§ YOUR OBJECTIVE: Which lines in the records below contain the word "white"? List each of those lines in full.

§ THE RECORDS:
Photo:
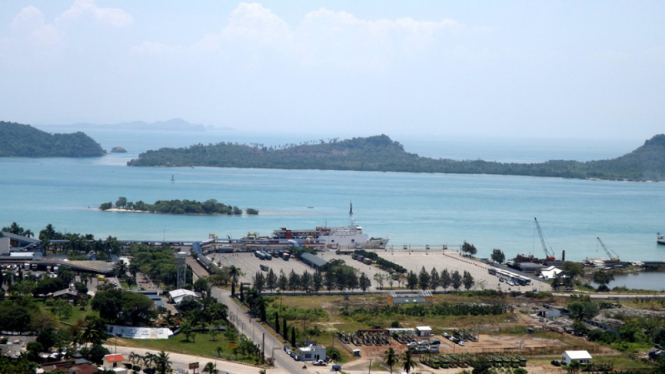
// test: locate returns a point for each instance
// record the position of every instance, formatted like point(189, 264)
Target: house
point(550, 272)
point(176, 296)
point(312, 353)
point(583, 357)
point(423, 331)
point(112, 361)
point(422, 297)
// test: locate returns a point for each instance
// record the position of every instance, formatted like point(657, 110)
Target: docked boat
point(351, 236)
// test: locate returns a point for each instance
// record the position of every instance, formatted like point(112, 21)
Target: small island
point(208, 207)
point(380, 153)
point(17, 140)
point(118, 150)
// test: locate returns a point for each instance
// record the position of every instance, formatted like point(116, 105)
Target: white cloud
point(323, 38)
point(88, 8)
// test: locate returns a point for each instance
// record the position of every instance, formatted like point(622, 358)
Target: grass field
point(203, 345)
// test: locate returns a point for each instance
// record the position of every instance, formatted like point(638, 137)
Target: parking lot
point(451, 260)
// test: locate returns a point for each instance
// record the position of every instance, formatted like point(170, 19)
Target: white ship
point(351, 236)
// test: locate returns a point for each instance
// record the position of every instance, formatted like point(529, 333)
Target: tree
point(456, 280)
point(121, 202)
point(187, 329)
point(498, 256)
point(411, 281)
point(271, 280)
point(282, 282)
point(317, 281)
point(446, 280)
point(201, 286)
point(481, 365)
point(408, 362)
point(423, 279)
point(603, 278)
point(379, 278)
point(210, 368)
point(469, 249)
point(391, 359)
point(434, 279)
point(574, 269)
point(365, 283)
point(468, 280)
point(162, 363)
point(329, 280)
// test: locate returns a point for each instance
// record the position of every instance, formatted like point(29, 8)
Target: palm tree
point(391, 359)
point(408, 362)
point(235, 272)
point(162, 363)
point(210, 368)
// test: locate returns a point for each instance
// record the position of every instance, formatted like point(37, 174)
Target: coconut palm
point(391, 359)
point(162, 363)
point(408, 362)
point(210, 368)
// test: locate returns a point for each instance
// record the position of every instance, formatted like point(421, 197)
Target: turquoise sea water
point(417, 209)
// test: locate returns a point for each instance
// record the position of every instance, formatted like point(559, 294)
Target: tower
point(182, 269)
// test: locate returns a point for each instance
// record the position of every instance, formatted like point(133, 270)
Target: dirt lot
point(451, 260)
point(250, 264)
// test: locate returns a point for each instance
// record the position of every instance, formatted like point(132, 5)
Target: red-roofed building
point(111, 361)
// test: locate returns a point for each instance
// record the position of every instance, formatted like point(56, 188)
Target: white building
point(312, 353)
point(177, 295)
point(424, 330)
point(583, 357)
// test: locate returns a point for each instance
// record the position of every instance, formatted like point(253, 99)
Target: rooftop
point(579, 355)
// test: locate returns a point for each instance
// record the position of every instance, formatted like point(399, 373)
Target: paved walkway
point(182, 361)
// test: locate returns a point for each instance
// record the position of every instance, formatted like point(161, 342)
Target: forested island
point(17, 140)
point(208, 207)
point(380, 153)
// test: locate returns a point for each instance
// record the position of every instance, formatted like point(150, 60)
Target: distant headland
point(17, 140)
point(208, 207)
point(380, 153)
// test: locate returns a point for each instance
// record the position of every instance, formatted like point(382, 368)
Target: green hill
point(380, 153)
point(18, 140)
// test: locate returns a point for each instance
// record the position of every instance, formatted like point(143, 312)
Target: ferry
point(333, 237)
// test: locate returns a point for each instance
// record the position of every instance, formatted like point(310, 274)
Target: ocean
point(410, 208)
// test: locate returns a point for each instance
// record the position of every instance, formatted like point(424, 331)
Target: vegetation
point(386, 265)
point(380, 153)
point(210, 206)
point(17, 140)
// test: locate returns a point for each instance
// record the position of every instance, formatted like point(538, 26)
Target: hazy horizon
point(548, 69)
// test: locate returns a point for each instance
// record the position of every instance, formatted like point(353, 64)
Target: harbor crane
point(549, 254)
point(613, 258)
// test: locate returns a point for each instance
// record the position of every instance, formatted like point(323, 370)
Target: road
point(182, 361)
point(255, 332)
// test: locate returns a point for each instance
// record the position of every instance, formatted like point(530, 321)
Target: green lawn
point(77, 313)
point(203, 345)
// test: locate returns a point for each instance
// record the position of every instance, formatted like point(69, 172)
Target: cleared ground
point(451, 260)
point(250, 264)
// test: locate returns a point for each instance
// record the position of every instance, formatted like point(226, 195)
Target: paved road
point(255, 331)
point(182, 361)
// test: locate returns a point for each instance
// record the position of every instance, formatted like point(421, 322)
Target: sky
point(560, 69)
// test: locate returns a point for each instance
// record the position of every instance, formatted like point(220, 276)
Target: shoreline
point(122, 210)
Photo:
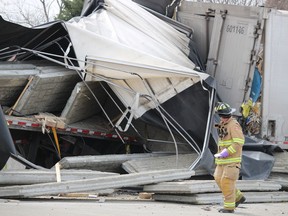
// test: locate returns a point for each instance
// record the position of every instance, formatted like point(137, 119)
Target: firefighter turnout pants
point(226, 176)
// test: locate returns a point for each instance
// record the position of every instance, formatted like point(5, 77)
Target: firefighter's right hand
point(223, 154)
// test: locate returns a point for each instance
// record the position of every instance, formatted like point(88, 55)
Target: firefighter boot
point(242, 200)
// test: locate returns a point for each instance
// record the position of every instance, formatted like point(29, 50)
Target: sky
point(12, 10)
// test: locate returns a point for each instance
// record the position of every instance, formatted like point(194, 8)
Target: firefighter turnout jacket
point(230, 137)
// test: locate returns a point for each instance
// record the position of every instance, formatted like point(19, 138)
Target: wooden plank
point(212, 198)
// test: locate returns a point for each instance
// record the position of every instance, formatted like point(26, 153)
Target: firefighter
point(228, 157)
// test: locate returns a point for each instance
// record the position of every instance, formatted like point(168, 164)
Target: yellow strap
point(56, 141)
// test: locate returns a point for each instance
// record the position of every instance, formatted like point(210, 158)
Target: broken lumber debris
point(182, 161)
point(25, 177)
point(105, 163)
point(108, 182)
point(205, 186)
point(213, 198)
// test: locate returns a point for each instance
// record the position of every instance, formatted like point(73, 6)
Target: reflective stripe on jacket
point(233, 141)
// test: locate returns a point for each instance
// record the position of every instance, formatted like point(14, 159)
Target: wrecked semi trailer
point(245, 50)
point(142, 85)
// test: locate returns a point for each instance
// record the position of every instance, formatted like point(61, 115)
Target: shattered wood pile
point(171, 183)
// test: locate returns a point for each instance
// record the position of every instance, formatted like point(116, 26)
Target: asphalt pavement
point(103, 207)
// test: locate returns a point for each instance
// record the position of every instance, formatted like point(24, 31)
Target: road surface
point(102, 207)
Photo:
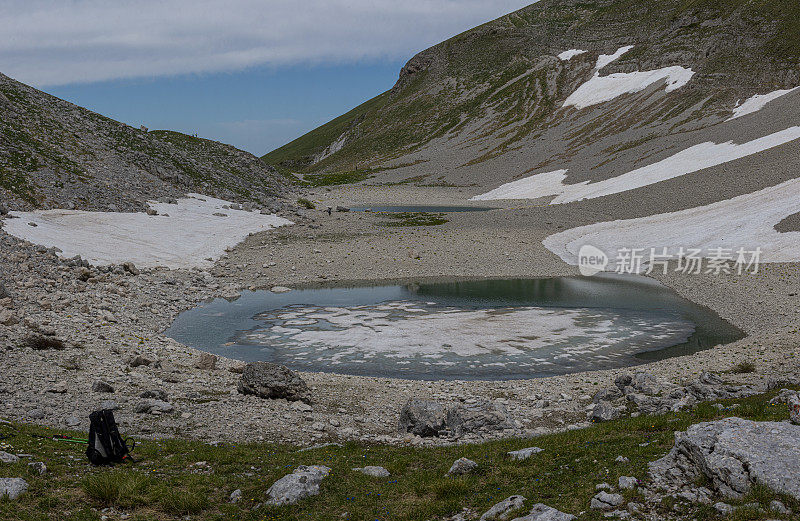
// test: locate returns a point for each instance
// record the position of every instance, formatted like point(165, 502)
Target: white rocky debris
point(733, 455)
point(193, 232)
point(302, 483)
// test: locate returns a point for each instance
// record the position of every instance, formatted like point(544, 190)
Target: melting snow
point(693, 159)
point(605, 59)
point(183, 236)
point(524, 338)
point(758, 102)
point(568, 55)
point(600, 89)
point(746, 221)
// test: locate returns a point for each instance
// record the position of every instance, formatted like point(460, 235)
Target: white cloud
point(56, 42)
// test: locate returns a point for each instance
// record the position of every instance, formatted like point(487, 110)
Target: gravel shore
point(109, 318)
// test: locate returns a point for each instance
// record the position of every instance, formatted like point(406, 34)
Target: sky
point(252, 73)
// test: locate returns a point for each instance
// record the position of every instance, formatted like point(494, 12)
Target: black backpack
point(106, 446)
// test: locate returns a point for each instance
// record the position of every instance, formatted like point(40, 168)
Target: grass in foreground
point(173, 479)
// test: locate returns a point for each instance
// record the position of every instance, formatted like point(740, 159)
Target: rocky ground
point(67, 326)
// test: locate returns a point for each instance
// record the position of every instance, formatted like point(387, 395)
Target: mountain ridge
point(54, 154)
point(503, 83)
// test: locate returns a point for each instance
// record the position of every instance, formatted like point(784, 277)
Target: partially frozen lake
point(481, 329)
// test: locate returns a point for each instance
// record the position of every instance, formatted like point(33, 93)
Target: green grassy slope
point(167, 482)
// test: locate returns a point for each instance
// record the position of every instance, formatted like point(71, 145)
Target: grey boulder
point(12, 487)
point(302, 483)
point(523, 454)
point(154, 406)
point(503, 510)
point(487, 416)
point(374, 471)
point(273, 381)
point(462, 466)
point(605, 501)
point(733, 455)
point(422, 417)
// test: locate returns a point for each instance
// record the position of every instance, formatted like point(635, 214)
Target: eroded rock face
point(422, 417)
point(302, 483)
point(734, 454)
point(273, 381)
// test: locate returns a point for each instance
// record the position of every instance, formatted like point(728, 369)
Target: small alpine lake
point(460, 330)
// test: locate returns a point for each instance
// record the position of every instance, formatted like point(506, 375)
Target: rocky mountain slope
point(56, 154)
point(497, 101)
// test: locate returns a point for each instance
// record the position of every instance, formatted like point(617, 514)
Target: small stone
point(101, 386)
point(779, 508)
point(374, 471)
point(206, 362)
point(462, 466)
point(12, 487)
point(794, 408)
point(139, 360)
point(130, 268)
point(6, 457)
point(606, 501)
point(37, 467)
point(503, 510)
point(523, 454)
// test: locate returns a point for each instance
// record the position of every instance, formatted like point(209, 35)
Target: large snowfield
point(690, 160)
point(747, 221)
point(183, 235)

§ RESULT OF THE TASK:
Target: white cloud
Target: white ship
Target: white building
Target: white rocky debris
Target: white cloud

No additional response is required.